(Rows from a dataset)
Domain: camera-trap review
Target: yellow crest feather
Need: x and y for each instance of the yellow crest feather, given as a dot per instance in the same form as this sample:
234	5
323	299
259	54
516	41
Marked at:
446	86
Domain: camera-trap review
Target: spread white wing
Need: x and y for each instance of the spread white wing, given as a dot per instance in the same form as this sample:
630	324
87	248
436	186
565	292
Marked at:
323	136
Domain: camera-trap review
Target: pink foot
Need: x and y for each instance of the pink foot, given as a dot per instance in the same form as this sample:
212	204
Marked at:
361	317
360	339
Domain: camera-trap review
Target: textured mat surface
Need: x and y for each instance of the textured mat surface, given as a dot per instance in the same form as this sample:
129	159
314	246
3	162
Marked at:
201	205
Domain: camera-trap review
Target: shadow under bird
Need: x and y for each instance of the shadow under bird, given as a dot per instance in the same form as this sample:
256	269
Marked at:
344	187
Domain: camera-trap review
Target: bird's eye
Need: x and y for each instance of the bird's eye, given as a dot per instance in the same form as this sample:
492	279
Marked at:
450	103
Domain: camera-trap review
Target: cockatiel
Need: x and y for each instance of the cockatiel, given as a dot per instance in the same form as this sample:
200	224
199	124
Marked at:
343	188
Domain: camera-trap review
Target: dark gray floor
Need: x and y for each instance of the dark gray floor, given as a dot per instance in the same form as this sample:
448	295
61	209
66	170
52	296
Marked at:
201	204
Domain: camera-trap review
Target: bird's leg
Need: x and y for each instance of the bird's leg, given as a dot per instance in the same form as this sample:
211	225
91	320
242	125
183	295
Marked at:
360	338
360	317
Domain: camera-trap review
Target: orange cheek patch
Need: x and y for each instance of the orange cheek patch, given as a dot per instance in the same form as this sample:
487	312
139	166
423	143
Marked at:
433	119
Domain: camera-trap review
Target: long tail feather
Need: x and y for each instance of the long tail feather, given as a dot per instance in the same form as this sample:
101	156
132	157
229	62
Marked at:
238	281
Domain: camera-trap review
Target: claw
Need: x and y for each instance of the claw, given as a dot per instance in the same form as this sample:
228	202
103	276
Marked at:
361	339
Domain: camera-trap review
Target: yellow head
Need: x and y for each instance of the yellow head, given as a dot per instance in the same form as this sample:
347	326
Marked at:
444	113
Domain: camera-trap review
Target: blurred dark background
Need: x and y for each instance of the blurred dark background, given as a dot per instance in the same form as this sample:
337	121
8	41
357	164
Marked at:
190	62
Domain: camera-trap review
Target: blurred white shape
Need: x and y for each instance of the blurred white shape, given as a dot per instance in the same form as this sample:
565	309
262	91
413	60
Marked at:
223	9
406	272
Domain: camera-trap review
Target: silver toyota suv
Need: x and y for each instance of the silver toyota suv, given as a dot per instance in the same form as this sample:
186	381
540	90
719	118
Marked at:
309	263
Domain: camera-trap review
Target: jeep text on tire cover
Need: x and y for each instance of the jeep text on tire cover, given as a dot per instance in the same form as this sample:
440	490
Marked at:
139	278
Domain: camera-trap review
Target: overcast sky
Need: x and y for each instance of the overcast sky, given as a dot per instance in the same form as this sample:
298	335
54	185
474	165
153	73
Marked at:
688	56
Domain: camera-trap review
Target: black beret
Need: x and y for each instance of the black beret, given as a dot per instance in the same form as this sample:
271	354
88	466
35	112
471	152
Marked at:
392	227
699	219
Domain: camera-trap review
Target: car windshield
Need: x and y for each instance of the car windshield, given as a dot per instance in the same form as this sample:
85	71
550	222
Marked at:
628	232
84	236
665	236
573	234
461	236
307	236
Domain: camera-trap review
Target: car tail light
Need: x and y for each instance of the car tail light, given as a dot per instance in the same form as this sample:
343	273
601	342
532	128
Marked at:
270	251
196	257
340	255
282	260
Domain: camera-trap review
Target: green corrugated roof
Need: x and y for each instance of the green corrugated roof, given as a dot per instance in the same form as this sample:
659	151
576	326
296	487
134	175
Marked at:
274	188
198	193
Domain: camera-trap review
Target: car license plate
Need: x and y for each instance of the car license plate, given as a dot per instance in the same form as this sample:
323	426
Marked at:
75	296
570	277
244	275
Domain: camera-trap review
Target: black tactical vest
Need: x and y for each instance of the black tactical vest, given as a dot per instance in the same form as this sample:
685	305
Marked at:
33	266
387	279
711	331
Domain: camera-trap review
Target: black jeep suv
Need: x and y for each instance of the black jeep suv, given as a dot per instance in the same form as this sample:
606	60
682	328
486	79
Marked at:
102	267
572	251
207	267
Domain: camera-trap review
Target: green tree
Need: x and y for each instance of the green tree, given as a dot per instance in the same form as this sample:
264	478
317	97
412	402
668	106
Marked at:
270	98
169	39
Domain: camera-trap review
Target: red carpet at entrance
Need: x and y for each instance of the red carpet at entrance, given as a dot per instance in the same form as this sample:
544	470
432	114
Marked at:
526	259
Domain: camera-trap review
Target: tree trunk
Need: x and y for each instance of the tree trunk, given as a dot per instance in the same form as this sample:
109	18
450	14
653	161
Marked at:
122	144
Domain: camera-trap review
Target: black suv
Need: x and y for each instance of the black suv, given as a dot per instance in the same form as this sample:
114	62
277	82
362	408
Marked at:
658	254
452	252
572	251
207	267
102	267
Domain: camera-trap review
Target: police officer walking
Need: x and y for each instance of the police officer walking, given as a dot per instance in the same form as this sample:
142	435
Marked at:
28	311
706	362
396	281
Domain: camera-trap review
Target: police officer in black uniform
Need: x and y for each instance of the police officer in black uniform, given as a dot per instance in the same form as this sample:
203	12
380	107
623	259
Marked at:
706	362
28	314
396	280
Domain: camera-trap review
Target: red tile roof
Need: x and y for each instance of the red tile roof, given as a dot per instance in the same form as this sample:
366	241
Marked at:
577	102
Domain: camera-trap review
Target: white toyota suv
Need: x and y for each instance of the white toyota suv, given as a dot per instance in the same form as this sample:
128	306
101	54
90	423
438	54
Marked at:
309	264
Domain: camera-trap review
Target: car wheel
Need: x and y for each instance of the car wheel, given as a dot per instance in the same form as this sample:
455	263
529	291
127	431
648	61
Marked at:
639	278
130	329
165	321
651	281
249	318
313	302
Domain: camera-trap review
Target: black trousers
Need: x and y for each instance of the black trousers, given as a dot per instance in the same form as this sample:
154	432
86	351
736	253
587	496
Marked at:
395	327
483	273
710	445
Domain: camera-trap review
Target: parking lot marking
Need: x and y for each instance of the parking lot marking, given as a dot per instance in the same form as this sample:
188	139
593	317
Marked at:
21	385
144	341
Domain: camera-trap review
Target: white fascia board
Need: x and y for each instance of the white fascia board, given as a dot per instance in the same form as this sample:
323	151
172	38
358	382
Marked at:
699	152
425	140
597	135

- **Stated goal**
Repeat the data above, word for word.

- **The answer**
Domain: camera-trap review
Target: yellow crest feather
Need: x and y for each instance of the yellow crest feather, given as a dot per instance in the same form as this sample:
234	5
323	299
259	54
516	41
Marked at:
446	86
Domain: camera-trap review
Target: spread white wing
Need: x and y for each instance of the spread white wing, given as a dot per instance in the same form as this sample:
630	324
87	248
436	186
565	292
Marked at:
323	136
Domain: camera-trap review
Target: pink foot
Need: x and y for each instance of the pink foot, given as a dot per instance in the same form as this sample:
212	204
Marked at:
361	317
360	339
Domain: camera-trap review
Target: textured mat surface
Need: x and y for each instance of the textured mat surface, given as a dot per instance in the same form as this sample:
129	159
314	246
3	162
Marked at:
201	205
Domain: camera-trap review
Target: shadow under bird
Need: x and y for each instance of the shadow under bird, given as a dot per instance in the same form as this sample:
256	269
Marked at:
344	187
Domain: camera-trap review
Target: bird's eye
Need: x and y for each instance of the bird's eye, given as a dot per instance in the same form as this sample:
492	279
Marked at:
450	103
Domain: camera-trap review
Target: cockatiel
Need: x and y for each instance of the cockatiel, given as a dot per instance in the same form as this sample:
200	224
199	124
Marked at:
343	188
Domain: camera-trap review
Target: dark gray floor
Need: x and y for each instance of the dark gray floor, given as a dot per instance in the same form as this sample:
448	295
61	209
66	170
52	296
Marked at:
201	204
Domain: camera-trap review
Target: bird's leg
Need: x and y for each instance of the bird's leg, given as a dot per instance in the same form as this sample:
211	225
91	320
242	125
183	295
Marked at:
360	338
360	317
Domain: camera-trap review
Target: orange cheek patch
Need: x and y for each instance of the orange cheek patch, given as a dot per instance in the same form as this sample:
487	312
139	166
423	143
Marked at:
433	119
Domain: camera-trap review
Target: long tail feather
Need: x and y for each instance of the long tail feather, given as a dot per instance in the same form as this sample:
101	156
132	157
229	62
Marked at:
238	281
Domain: camera-trap review
Target: claw
Need: x and y for each instance of the claw, given as a dot per instance in the same form as this sample:
228	202
103	276
Marked at:
361	339
Domain: camera-trap review
Target: yellow head
Need: x and y for each instance of the yellow head, given as a dot per instance in the same form as this sample:
347	326
Marked at:
444	113
Domain: camera-trap review
Target: blurred dark background
Need: x and y for each instance of the blurred dark background, given as a dot per instance in the same form as this sample:
337	121
8	41
357	164
Marked at:
190	62
Domain: camera-trap review
Target: blurred white shape
Need: x and y for each instance of the blurred white shape, given as a dot per instance in the same form as this sample:
565	309
262	91
413	60
Marked at:
223	9
406	272
Domain: camera-trap review
Target: silver toyota suv
Need: x and y for each instance of the silver toyota suv, given as a dot per instance in the same form as this sample:
186	381
540	90
719	118
Marked at:
309	263
Domain: camera-trap review
Target: jeep text on tire cover
Need: x and y for each instance of the jeep text on tire cover, given as a dot per instance in the same form as this sample:
440	490
Marked at:
139	278
Domain: camera-trap review
Target: overcast sky
Need: x and y for each instance of the overcast sky, given as a dot per instance in the same form as this sample:
298	335
54	185
474	165
153	73
Marked at:
688	56
Domain: camera-trap review
Target: black beret
Need: x and y for each instance of the black beret, given as a dot per instance in the same form as this sample:
271	354
88	466
35	112
471	152
Marked at:
392	227
699	219
Domain: camera-trap review
Target: car windshield
Need: x and y for each instance of the car windshield, given as a dot per instance in the same form as this sample:
85	71
550	222
Marked at:
628	232
84	236
665	236
573	234
461	236
307	236
Domain: camera-trap review
Target: car tail light
Need: x and y for each instance of the car tail light, given as a dot per instance in the same form as this sample:
343	273
601	342
532	128
Marked at:
270	251
196	257
340	255
282	260
Domain: camera-trap review
Target: green corrugated roof
Need: x and y for each instance of the green corrugated roof, given as a dot per instance in the same form as this sample:
659	151
576	326
296	487
134	175
Marked at:
274	188
198	193
Domain: camera-trap review
Target: car license plate
Need: x and y for each instance of the car license plate, given as a dot per instance in the same form as this sample:
323	426
Marked at:
75	296
570	277
244	275
Domain: camera-trap review
Target: black tactical vest
Need: x and y for each instance of the black tactical vest, given as a dot per instance in the same form as this sample:
685	305
Marked at:
33	266
387	279
711	331
Domain: camera-trap review
Target: black jeep suv
Need: x and y for each instance of the black jeep suv, given as a dot per instance in the same form as this sample:
606	60
682	328
486	79
Marked at:
102	267
572	251
207	267
Domain: camera-trap review
Target: green tree
Need: x and y for each instance of the green tree, given as a dot per instance in the same form as this sample:
264	478
317	97
412	402
668	106
Marked at:
270	98
169	39
Domain: camera-trap review
Target: red carpet at entrance
Need: x and y for each instance of the red carpet at entrance, given as a dot per instance in the same form as this sample:
544	470
432	114
Marked at:
526	259
Domain: camera-trap review
Target: tree trunk
Need: x and y for each instance of the tree trunk, given as a dot per instance in the same form as this sample:
109	18
450	14
653	161
Marked at:
122	144
Domain: camera-trap review
Target: black suv
Need: x and y for each instance of the black suv, given as a dot per instance in the same form as this sample:
114	62
277	82
362	408
Marked at:
658	254
452	252
572	251
207	267
102	267
Domain: camera-trap review
Target: police officer walking
Need: x and y for each instance of the police officer walking, given as a dot per instance in the same form as this sample:
142	435
Marked at:
28	311
706	362
396	281
Domain: camera-trap review
Target: police officer in black uniform
Need: x and y for each instance of the police officer in black uniform, given as a dot per instance in the same form as this sample:
203	12
380	107
623	259
Marked at:
706	362
28	314
396	280
Domain: camera-trap review
Target: red tile roof
Need: x and y for each instance of the red tile roof, given as a dot per instance in the same form as this sample:
366	241
Marked at:
577	102
Domain: camera-trap review
Target: white toyota suv
Need: x and y for each instance of the white toyota suv, given as a dot per instance in the same form as this sample:
128	306
101	54
90	423
438	54
Marked at:
309	264
Domain: camera-trap review
Target: car wheel
Need: x and y for each instance of the car wheel, given as a dot per instance in the same form as this sample:
455	263
529	291
127	431
648	61
Marked at:
639	278
130	329
165	321
651	281
249	318
313	302
Domain: camera-trap review
Target: black trousers
Need: x and y for each instance of the black trousers, given as a dot per instance in the same form as this sample:
154	432
86	351
736	253
587	496
Marked at:
395	327
483	273
710	445
Domain: camera-trap review
Target: parking lot marking
Need: x and y for each instance of the parking lot marking, given as a dot per instance in the same form as this sample:
188	139
593	317
Marked at:
21	385
144	341
Domain: camera-trap review
Target: white fascia board
Need: x and y for each instance of the white fascia board, given as a dot per instance in the same form as this sample:
323	151
172	38
358	382
Marked at:
699	152
425	140
597	135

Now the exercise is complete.